EXTRACTED DATA Block Start

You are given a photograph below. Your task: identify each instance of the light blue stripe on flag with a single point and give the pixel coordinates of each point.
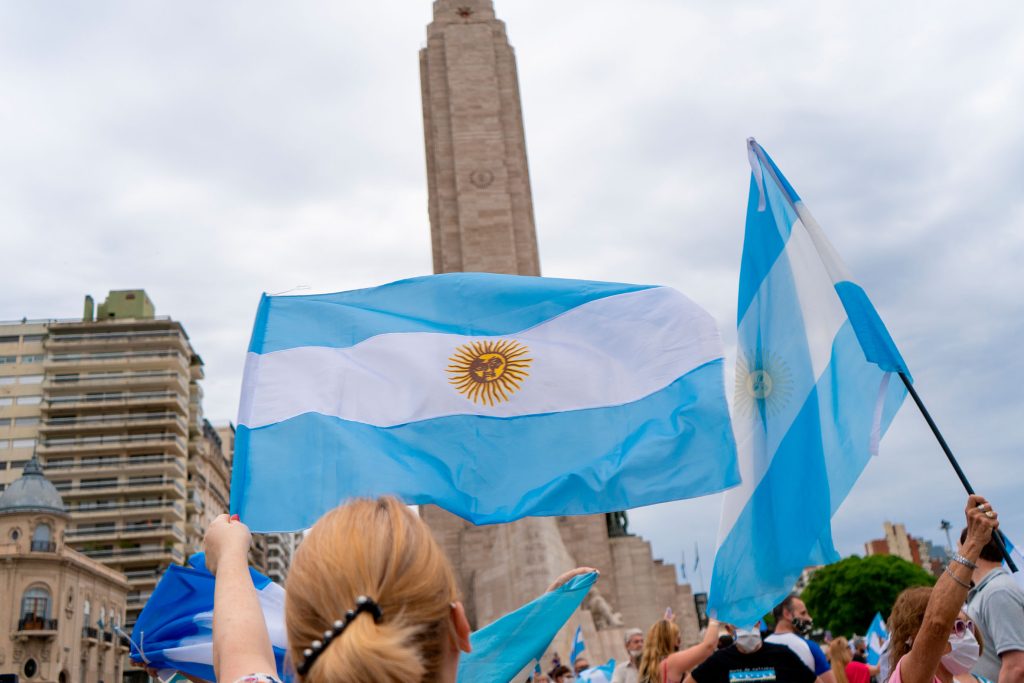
(504, 648)
(815, 391)
(619, 401)
(877, 637)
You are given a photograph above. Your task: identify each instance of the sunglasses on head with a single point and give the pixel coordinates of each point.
(961, 628)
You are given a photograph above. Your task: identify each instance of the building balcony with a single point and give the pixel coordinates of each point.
(155, 380)
(91, 489)
(57, 470)
(129, 360)
(31, 626)
(116, 509)
(112, 442)
(56, 426)
(134, 555)
(167, 399)
(126, 532)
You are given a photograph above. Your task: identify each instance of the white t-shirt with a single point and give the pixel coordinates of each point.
(795, 643)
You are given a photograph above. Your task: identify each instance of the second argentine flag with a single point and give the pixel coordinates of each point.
(494, 396)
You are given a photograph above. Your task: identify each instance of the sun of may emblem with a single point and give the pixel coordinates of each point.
(768, 383)
(488, 372)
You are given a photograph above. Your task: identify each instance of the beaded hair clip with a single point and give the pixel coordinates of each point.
(363, 604)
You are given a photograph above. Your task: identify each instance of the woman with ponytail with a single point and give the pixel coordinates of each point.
(370, 597)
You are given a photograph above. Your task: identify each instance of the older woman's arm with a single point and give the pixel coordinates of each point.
(947, 598)
(241, 642)
(686, 660)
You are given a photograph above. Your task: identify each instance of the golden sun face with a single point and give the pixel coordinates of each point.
(488, 372)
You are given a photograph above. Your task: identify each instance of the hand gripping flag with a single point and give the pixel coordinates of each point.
(600, 674)
(174, 632)
(494, 396)
(814, 393)
(877, 637)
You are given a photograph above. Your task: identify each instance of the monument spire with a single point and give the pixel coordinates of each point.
(481, 211)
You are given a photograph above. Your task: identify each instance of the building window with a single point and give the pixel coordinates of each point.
(42, 539)
(35, 605)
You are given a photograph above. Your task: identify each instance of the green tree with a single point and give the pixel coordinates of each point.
(843, 597)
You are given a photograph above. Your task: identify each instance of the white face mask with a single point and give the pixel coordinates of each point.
(964, 654)
(748, 640)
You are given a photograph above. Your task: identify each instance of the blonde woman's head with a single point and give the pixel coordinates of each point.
(382, 550)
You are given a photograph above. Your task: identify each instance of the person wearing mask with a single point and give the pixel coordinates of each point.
(371, 597)
(793, 626)
(996, 605)
(753, 659)
(662, 660)
(843, 666)
(932, 640)
(582, 664)
(562, 674)
(628, 672)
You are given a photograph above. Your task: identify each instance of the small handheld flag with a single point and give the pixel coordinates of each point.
(456, 389)
(877, 637)
(578, 646)
(815, 391)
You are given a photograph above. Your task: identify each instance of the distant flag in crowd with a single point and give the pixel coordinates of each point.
(578, 646)
(174, 632)
(877, 636)
(815, 391)
(600, 674)
(504, 648)
(457, 389)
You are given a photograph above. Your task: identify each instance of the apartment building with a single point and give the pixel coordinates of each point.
(112, 403)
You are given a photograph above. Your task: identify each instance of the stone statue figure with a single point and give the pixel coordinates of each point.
(617, 523)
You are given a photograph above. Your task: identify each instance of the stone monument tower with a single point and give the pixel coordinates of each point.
(481, 219)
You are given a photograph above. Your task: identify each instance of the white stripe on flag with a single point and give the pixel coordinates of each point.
(606, 352)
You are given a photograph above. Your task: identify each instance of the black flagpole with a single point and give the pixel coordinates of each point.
(997, 537)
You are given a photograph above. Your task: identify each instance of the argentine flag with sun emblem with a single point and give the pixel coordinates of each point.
(816, 388)
(493, 396)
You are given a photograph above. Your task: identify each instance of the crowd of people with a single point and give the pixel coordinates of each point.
(371, 597)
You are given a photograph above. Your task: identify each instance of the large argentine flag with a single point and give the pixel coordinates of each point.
(494, 396)
(815, 390)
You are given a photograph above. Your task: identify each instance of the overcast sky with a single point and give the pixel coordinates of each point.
(210, 152)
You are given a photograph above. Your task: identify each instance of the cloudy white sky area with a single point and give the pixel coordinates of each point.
(210, 152)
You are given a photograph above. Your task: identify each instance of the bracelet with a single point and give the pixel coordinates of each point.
(965, 561)
(953, 577)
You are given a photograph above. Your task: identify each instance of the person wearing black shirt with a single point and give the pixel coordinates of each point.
(766, 664)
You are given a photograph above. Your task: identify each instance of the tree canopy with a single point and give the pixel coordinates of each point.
(843, 597)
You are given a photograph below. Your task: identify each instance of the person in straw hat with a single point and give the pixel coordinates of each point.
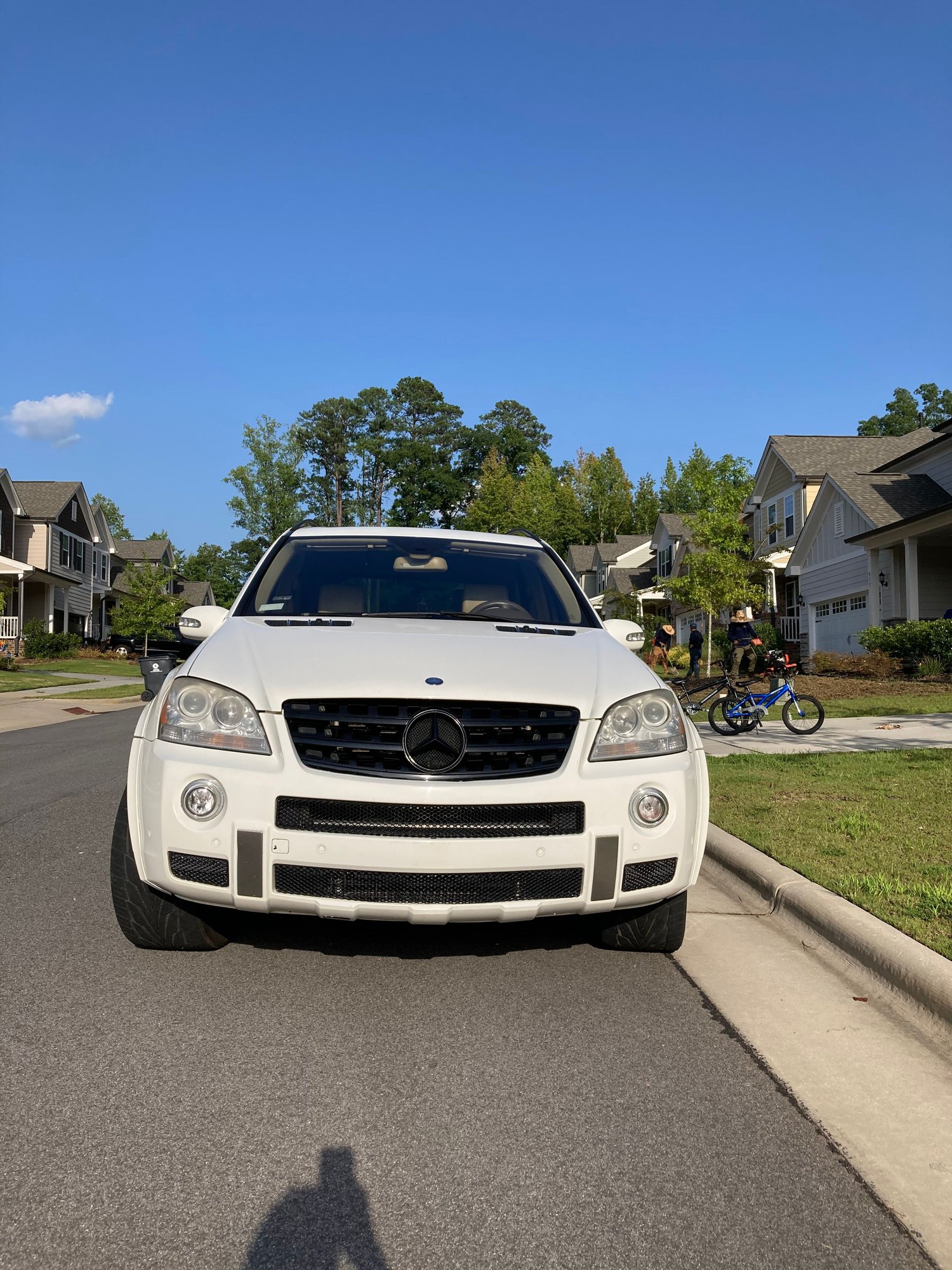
(662, 646)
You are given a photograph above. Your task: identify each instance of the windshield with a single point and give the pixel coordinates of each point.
(404, 577)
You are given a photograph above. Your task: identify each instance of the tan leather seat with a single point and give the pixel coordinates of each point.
(341, 600)
(486, 594)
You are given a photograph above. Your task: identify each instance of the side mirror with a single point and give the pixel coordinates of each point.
(629, 634)
(200, 623)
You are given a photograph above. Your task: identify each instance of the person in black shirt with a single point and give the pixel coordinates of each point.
(741, 637)
(696, 642)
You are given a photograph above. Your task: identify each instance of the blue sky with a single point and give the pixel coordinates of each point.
(652, 224)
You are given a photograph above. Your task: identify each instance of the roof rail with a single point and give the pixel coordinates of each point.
(527, 534)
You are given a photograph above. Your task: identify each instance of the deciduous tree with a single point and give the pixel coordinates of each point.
(270, 486)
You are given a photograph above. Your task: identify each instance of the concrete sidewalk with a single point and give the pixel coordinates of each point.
(837, 736)
(41, 707)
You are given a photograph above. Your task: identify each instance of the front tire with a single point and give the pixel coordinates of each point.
(145, 918)
(654, 929)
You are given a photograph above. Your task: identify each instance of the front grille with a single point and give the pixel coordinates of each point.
(402, 821)
(366, 737)
(393, 888)
(649, 873)
(210, 871)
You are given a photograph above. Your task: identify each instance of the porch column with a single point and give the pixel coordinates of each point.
(912, 562)
(873, 559)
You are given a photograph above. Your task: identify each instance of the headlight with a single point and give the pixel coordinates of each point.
(651, 723)
(196, 713)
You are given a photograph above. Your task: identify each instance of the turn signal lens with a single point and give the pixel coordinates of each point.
(197, 713)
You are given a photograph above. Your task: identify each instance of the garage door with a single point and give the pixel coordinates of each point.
(838, 622)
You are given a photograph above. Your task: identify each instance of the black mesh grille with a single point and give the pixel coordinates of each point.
(210, 871)
(648, 873)
(393, 888)
(402, 821)
(366, 737)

EXTRACTED DATA Block End

*WHAT THE EXERCISE ASKS*
Restate every line above word for word. Do not carry over the images.

*RESULT OF THIS EXERCISE*
You are given a photograph below. Your task: identify each instance of the light blue stripe on flag with a single point and give the pixel coordinates of each point.
(504, 648)
(815, 391)
(619, 401)
(877, 637)
You are given a photograph above. Your task: identify each instance of the sunglasses on head with a single point and give the pixel coordinates of each point.
(961, 628)
You are given a photograph above. Your task: identify each instance of the building balcony with a single point and give the pixel coordinates of each point.
(155, 380)
(91, 489)
(57, 470)
(129, 360)
(31, 626)
(116, 509)
(112, 442)
(56, 426)
(134, 555)
(167, 399)
(126, 532)
You are given a photograph above. Your task: identify each instance of the white t-shirt with a single point and give the pixel coordinates of each point.
(795, 643)
You are given a photograph above. Your task: identify each instance of the second argentine flag with a single point and give the pixel coordinates of each point.
(494, 396)
You are given a photograph above. Your task: identify each instance of the sun of may emblem with a single point and give the pixel coordinates of each point.
(768, 383)
(488, 372)
You are given a photograph above. Your task: identify each instance of the beaded hair clip with a single point and give the pixel coordinates of each point.
(363, 604)
You are given a photograph above. Your task: identify each instance of the woman with ponytail with a single point and give the pixel coordinates of each point.
(370, 597)
You are given a photograph above. Your task: identify each instance of the older woman's arm with a single point and give the pixel coordinates of each point.
(947, 598)
(241, 642)
(686, 660)
You are given a photograph above. Your task: identify each instance of the golden sun face with a single point and give the pixel coordinates of each point.
(488, 372)
You are given a photograph above. Your task: identify each instance of the hand gripping flag with a single point and give the pixel coordinates of each point.
(600, 674)
(174, 632)
(494, 396)
(814, 393)
(877, 637)
You are given a photograph above. Your task: identify each instance of the monument spire with a single point and give the pixel coordinates of each point.
(481, 211)
You are given a photograph above. Your task: identify each instance of the building window with a single point and give the pixel coordinates of each point.
(42, 539)
(35, 605)
You are given a photograph above. Your task: identify each instance of the green tree with a single point and give the pixel coordinates of each point.
(843, 597)
You are given a photograph above. Your task: identify each instance of the white face mask with a single point and give the pixel coordinates of each point.
(964, 654)
(748, 640)
You are given a photograph above. Your task: identify each instance of the blonde woman's head with a single point and give the pixel coordinates of each point.
(382, 550)
You are given a photograph above. Your task: identify each instance of the person wearing mask with a single point and give the pixel coordinates of each point.
(371, 597)
(793, 626)
(996, 605)
(753, 659)
(662, 660)
(843, 666)
(932, 640)
(582, 664)
(562, 674)
(628, 672)
You are given a photograph above. Your task: identify each instance of the small handheld flag with a single point and give the pixel coordinates of each point.
(456, 389)
(877, 637)
(578, 646)
(815, 391)
You are given a photograph above. Your task: identify each instance of the distant flag in crowd with a single point and give the pixel coordinates of each point.
(578, 646)
(174, 632)
(877, 636)
(815, 391)
(600, 674)
(504, 648)
(457, 389)
You are given a photograph above. Your task: identify each instance of the apartment building with a single point and give the pixel coordinates of each point.
(112, 403)
You are given a photograph above. Your task: identify each instance of the stone statue figure with a single point and give the pixel coordinates of each point.
(617, 523)
You are given a photograph above. Your task: identify each instance of the stone monument tower with a single point and give the pixel coordinates of each point.
(481, 219)
You are given a photograph above. Your task: identify each instance of the white stripe on flag with a single point and give the pixel coordinates of each point.
(606, 352)
You are given a photograph above. Your task: identify each instance of the black flagpole with a single point and give the pixel coordinates of each point.
(997, 537)
You are given a photograph above. Your task: identify each instance of the argentine flag with sun emblem with a single point and give the pixel coordinates of each point.
(816, 388)
(493, 396)
You are given a photograph above. Your task: identify each instance of the crowd of people with a single point and give the pixel coordinates of each point.
(371, 597)
You are given a photograph above. Your task: identify each instance of the large argentine flag with a single point and give the pixel coordinates of each point.
(494, 396)
(815, 390)
You are given a photograph above. Your task: identify each instance of the overcast sky with a single point and give the pixel coordinates of each point.
(210, 152)
You are given a photograph above. Your task: identify each instance of the cloudy white sky area with a single point and give the pixel coordinates of each point.
(210, 152)
You are given a photograph above. Your task: identify each instance of the bracelet with a single point and give the pixel coordinates of each point.
(965, 561)
(953, 577)
You are given a photograph above. Your task: identify each instance of the person wearing black shirt with a single point and give the pixel coordinates of each point.
(766, 664)
You are given a photograph above. Your task: identify each instance of the tree canopy with a single point and give the pixel coordinates of each point.
(843, 597)
You are given a photograph below. Your task: identify each instance of the person in straw hat with a single point and give the pixel coordinates of each point.
(662, 646)
You are given a photograph above. Your task: identify each instance of the windshield with a single point and give the pixel coordinates of each point.
(404, 577)
You are given a photograph above. Your task: identify each instance of the tan leather seat with a single point and give the pixel coordinates of each point.
(341, 600)
(486, 594)
You are given a photograph above. Your task: identify each instance of the side mirror with a single point and give the pixel coordinates of each point.
(629, 634)
(200, 623)
You are given a photograph above. Your task: identify each instance of the person in black shirt with a single point and give the pixel coordinates of each point.
(741, 637)
(696, 642)
You are given a photograph above. Your task: identify each instance of the blue sky with a single point and give the pixel coordinates of each point.
(652, 224)
You are given a photograph above. Your task: identify each instance of the roof rail with a single point and give the pixel coordinates of each point.
(527, 534)
You are given a photograph above. Your task: identify each instance of the deciduous tree with a single point and give the pixel coordinates of each point.
(270, 486)
You are given a photograph above. Your task: identify each instance of the concrete sidewalk with a single point and give the pixel coordinates of each point.
(837, 736)
(41, 707)
You are given a photograph above. Your task: identify each instance of the front tire with a single point and give the pixel coordinates of each point.
(145, 918)
(654, 929)
You are given a photograph above. Your task: identify each instance of the front grille with a single point and give the pixel coordinates of each point.
(402, 821)
(366, 737)
(393, 888)
(649, 873)
(210, 871)
You are given a photograph above. Your task: identify each instance of the porch column with a single point and give the pixel coordinates of each point.
(912, 562)
(873, 559)
You are given a photograph above. Your task: identify each instance of the headlight with a single point and give the pixel coordinates of each point.
(651, 723)
(196, 713)
You are given a photograph above. Your task: identify each instance of the turn signal lens with a single point and give the pixel coordinates of each point.
(197, 713)
You are given a photograph above. Your task: identify each instance of the garage door with a single point and give the pixel coordinates of each point.
(838, 622)
You are given a photograph above. Your task: identify each instance of the black mesh grille with a single point and give the pixel coordinates of each point.
(210, 871)
(648, 873)
(393, 888)
(402, 821)
(366, 737)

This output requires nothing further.